*Objective a:*
Transcribe the plot summary of The Dead I Know from "For Aaron, work" up to and including "he already is.".

Fiction | Novel | YA | Published in 2011

Plot Summary

The Dead I Know (2011), a young adult novel by Australian author Scot Gardner, tells the story of a young man who confronts the grief from his past after getting a job at a funeral parlor. According to Kirkus Reviews, The Dead I Know is "simply told and powerfully moving."

Aaron Rowe is a young man described as "tall, dark, and handsome...with an emphasis on dark." At the beginning of the novel, he gets a job at a funeral parlor working for John Barton. A kindly father figure to Aaron, throughout the novel, Barton is coping with the untimely death of his son. His somewhat surprising way of coping with death is to surround himself with it constantly through his work as a funeral director. Thus, he is "always dark" on the outside but "happy underneath."

For Aaron, work at the funeral home largely serves as a distraction from his terrifying and traumatizing home life. Almost every night, he suffers bizarre and fearsome nightmares about death, in between severe bouts of sleepwalking after which he wakes up in unfamiliar places far from home. Meanwhile, he must care for his grandmother, Mam who suffers from ever-worsening dementia. Despite her increasingly bad condition, Aaron refuses to send her to a nursing home, even though deep down he knows he can no longer provide the quality of care she needs by himself. Doing so, however, would make him even lonelier than he already is.

*Extracted data:*
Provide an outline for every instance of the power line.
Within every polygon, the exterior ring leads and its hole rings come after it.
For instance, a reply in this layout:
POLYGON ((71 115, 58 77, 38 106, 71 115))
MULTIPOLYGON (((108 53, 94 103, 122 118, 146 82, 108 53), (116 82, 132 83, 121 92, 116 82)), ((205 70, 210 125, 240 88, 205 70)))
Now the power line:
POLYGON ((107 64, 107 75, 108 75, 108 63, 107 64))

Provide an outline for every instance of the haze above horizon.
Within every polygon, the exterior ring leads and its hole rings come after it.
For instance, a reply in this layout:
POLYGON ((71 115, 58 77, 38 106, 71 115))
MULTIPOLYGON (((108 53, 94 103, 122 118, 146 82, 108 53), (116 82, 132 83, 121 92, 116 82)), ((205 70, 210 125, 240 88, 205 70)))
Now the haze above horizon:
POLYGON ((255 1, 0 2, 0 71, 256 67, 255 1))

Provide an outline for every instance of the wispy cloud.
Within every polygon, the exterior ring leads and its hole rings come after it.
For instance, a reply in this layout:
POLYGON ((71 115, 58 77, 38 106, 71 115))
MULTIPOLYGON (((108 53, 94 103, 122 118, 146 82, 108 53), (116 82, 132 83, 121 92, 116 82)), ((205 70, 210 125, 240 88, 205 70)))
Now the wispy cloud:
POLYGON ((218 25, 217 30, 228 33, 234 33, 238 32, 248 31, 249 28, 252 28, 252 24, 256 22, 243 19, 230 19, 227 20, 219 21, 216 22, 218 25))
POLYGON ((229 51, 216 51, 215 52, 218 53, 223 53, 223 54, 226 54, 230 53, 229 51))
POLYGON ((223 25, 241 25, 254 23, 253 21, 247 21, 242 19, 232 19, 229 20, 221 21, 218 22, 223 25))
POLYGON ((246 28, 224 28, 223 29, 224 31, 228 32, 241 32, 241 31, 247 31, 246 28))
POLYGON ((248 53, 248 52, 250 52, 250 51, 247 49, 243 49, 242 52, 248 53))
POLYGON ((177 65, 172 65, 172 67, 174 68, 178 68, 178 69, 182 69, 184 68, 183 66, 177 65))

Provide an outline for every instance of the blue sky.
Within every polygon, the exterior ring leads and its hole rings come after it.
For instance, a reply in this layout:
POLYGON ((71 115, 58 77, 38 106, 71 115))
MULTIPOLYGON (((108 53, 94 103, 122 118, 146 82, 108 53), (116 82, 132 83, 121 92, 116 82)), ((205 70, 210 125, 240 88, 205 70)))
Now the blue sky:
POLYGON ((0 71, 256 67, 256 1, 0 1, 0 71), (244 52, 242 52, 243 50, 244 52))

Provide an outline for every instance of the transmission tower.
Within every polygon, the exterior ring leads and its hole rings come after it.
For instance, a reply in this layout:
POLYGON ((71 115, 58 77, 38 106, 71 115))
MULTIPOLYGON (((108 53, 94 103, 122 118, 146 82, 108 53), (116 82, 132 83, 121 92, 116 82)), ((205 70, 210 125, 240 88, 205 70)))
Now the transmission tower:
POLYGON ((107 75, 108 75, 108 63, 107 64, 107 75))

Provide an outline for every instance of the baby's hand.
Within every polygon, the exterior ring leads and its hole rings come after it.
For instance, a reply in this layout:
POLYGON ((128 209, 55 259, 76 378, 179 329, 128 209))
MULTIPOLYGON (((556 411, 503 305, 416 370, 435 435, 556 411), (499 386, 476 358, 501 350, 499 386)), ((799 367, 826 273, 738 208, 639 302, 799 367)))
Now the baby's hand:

*Objective b:*
In the entries, from the line with "Provide an outline for every instance of the blue" up to and including the line with "POLYGON ((0 71, 256", change "blue sky" to "open sky" and write out only those lines, leaving everything else unchanged.

*Answer a:*
For Aaron, work at the funeral home largely serves as a distraction from his terrifying and traumatizing home life. Almost every night, he suffers bizarre and fearsome nightmares about death, in between severe bouts of sleepwalking after which he wakes up in unfamiliar places far from home. Meanwhile, he must care for his grandmother, Mam who suffers from ever-worsening dementia. Despite her increasingly bad condition, Aaron refuses to send her to a nursing home, even though deep down he knows he can no longer provide the quality of care she needs by himself. Doing so, however, would make him even lonelier than he already is.

*Answer b:*
Provide an outline for every instance of the open sky.
Within every polygon, the exterior ring leads and its hole rings come after it.
For instance, a reply in this layout:
POLYGON ((71 115, 58 77, 38 106, 71 115))
MULTIPOLYGON (((108 53, 94 103, 122 118, 146 82, 108 53), (116 82, 132 83, 121 92, 116 82)), ((205 70, 210 125, 240 88, 205 70)))
Now the open sky:
POLYGON ((0 71, 256 67, 256 1, 0 1, 0 71), (244 52, 242 52, 243 50, 244 52))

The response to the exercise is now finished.